▶ _Excerpt provided_
Stock-based Compensation

 
The Company is required to record compensation expense, based on the fair value of the awards, for all awards granted after the date of the adoption.

Foreign Currency Translation

The Company’s functional currency is the US dollar as substantially all of the Company’s operations are in the United States of America.  The Company uses the United States dollar as its reporting currency for consistency with registrants of the Securities and Exchange Commission (“SEC”).

 
F-9

 

ALTEROLA BIOTECH INC.
(formerly Jedediah Resources Corp.)
(A Development Stage Company)
Notes to the Consolidated Financial Statements
September 30, 2010 and 2009
(Stated in US Dollars) – Page 4

Note 2
Summary of Significant Accounting Policies – (cont’d)

Assets and liabilities denominated in a foreign currency are translated at the exchange rate in effect at the balance sheet date and capital accounts are translated at historical rates.  Income statement accounts are translated at the average rates of exchange prevailing during the period.  Translation adjustments from the use of different exchange rates from period to period are included in the Accumulated Other Comprehensive Income account in Stockholder’s Equity, if applicable.  Transactions undertaken in currencies other than the functional currency of the entity are translated using the exchange rate in effect as of the transaction date.  Any exchange gains and losses are included in the Statement of Operations and Comprehensive Loss.

Income Taxes

The Company uses the asset and liability method of accounting for income taxes.  Deferred tax assets and liabilities are recognized for the future tax consequences attributable to temporary differences between the financial statements carrying amounts of existing assets and liabilities and loss carry-forwards and their respective tax bases.  Deferred tax assets and liabilities are measured using enacted tax rates expected to apply to taxable income in the years in which those temporary differences are expected to be recovered or settled.

The effect of a change in tax rules on deferred tax assets and liabilities is recognized in operations in the year of change. A valuation allowance is recorded when it is “more likely-than-not” that a deferred tax asset will not be realized.

Basic and Diluted Loss Per Share

Basic loss per share is computed using the weighted average number of shares outstanding during the period.  Fully diluted earnings (loss) per share are computed similar to basic income (loss) per share except that the denominator is increased to include the number of common stock equivalents (primarily outstanding options and warrants).  Common stock equivalents represent the dilutive effect of the assumed exercise of the outstanding stock options and warrants, using the treasury stock method, at either the beginning of the respective period presented or the date of issuance, whichever is later, and only if the common stock equivalents are considered dilutive based upon the Company’s net income (loss) position at the calculation date.  As there are no common stock equivalents outstanding, diluted and basic loss per share are the same.
 
Long-Lived Assets

 
Management reviews useful lives and obsolescence and assesses commercial viability of these assets periodically, at least annually.  Based on these reviews, management estimates that the undiscounted future cash flows expected to result from the use of these assets exceeds the current carrying value of these assets.  Any adverse change in the estimate of these undiscounted future cash flows could necessitate an impairment charge that would adversely affect operating results.

 
F-10

 

ALTEROLA BIOTECH INC.

▶ _Written task 1_
In the accounting policies excerpt, which account includes translation adjustments that come from using different exchange rates from period to period?
▶ _Written task 2_
Translate this sentence from the accounting policies excerpt into Spanish: "Basic loss per share is computed using the weighted average number of shares outstanding during the period."
▶ _Written task 3_
Carry on the accounting policies excerpt from the point where it stops.

▶ _Data_
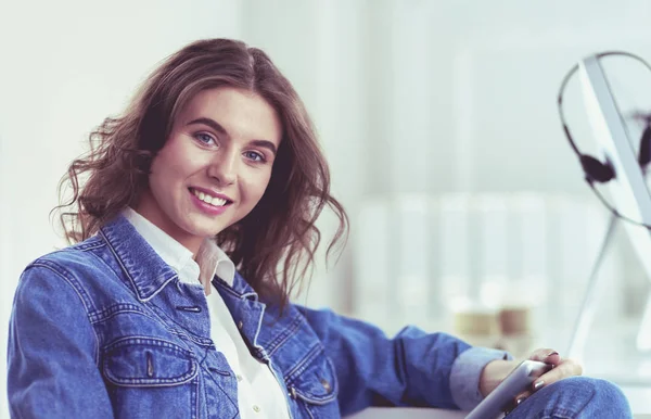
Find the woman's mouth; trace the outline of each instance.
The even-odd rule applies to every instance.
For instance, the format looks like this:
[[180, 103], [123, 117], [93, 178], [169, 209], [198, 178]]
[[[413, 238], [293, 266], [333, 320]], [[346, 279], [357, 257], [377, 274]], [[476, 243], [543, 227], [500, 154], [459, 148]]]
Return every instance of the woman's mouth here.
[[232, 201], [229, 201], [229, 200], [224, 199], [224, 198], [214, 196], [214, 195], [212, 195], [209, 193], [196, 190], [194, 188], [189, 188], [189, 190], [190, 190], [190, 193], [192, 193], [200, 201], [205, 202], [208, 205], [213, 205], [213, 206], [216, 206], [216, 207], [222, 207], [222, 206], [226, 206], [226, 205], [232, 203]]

...

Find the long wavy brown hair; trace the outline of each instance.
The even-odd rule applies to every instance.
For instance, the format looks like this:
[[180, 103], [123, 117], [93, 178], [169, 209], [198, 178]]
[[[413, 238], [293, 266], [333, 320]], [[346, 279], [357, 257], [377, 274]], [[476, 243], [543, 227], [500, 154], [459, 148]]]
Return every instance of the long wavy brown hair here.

▶ _Result 1_
The Accumulated Other Comprehensive Income account in Stockholder's Equity, if applicable.

▶ _Result 2_
La pérdida básica por acción se calcula utilizando el promedio ponderado del número de acciones en circulación durante el período.

▶ _Result 3_
(formerly Jedediah Resources Corp.)
(A Development Stage Company)
Notes to the Consolidated Financial Statements
September 30, 2010 and 2009
(Stated in US Dollars) – Page 5

Note 2
Summary of Significant Accounting Policies – (cont’d)

 
Management also estimates useful lives for estimates of assets’ commercial lives, and the likelihood of technological obsolescence.  Should the actual useful life of a class of assets differ from the estimated useful life, the Company would record an impairment charge.

Comprehensive Income

The Company is required to report comprehensive income, which includes net loss as well as changes in equity from non-owner sources.

Recently Issued Accounting Pronouncements

In April 2010, the FASB issued ASU No. 2010-17, "Revenue Recognition - Milestone Method (Topic 605): Milestone Method of Revenue Recognition" (codified within ASC 605 - Revenue Recognition). ASU 2010-17 provides guidance on defining a milestone and determining when it may be appropriate to apply the milestone method of revenue recognition for research or development transactions. ASU 2010-17 is effective for interim and annual periods beginning after June 15, 2010. The adoption of ASU 2010-17 is not expected to have any material impact on our financial position, results of operations or cash flows.

In March 2010, the FASB issued ASU No. 2010-11, "Derivatives and Hedging (Topic 815): Scope Exception Related to Embedded Credit Derivatives" (codified within ASC 815 - Derivatives and Hedging). ASU 2010-11 improves disclosures originally required under SFAS No. 161. ASU 2010-11 is effective for interim and annual periods beginning after June 15, 2010. The adoption of ASU 2010-11 is not expected to have any material impact on our financial position, results of operations or cash flows.

In May 2010, the FASB (Financial Accounting Standards Board) issued Accounting Standards Update 2010-19 (ASU 2010-19), Foreign Currency (Topic 830): Foreign Currency Issues: Multiple Foreign Currency Exchange Rates.  The amendments in this Update are effective as of the announcement date of March 18, 2010. The Company does not expect the provisions of ASU 2010-19 to have a material effect on the Company's financial position, results of operations or cash flows of the Company.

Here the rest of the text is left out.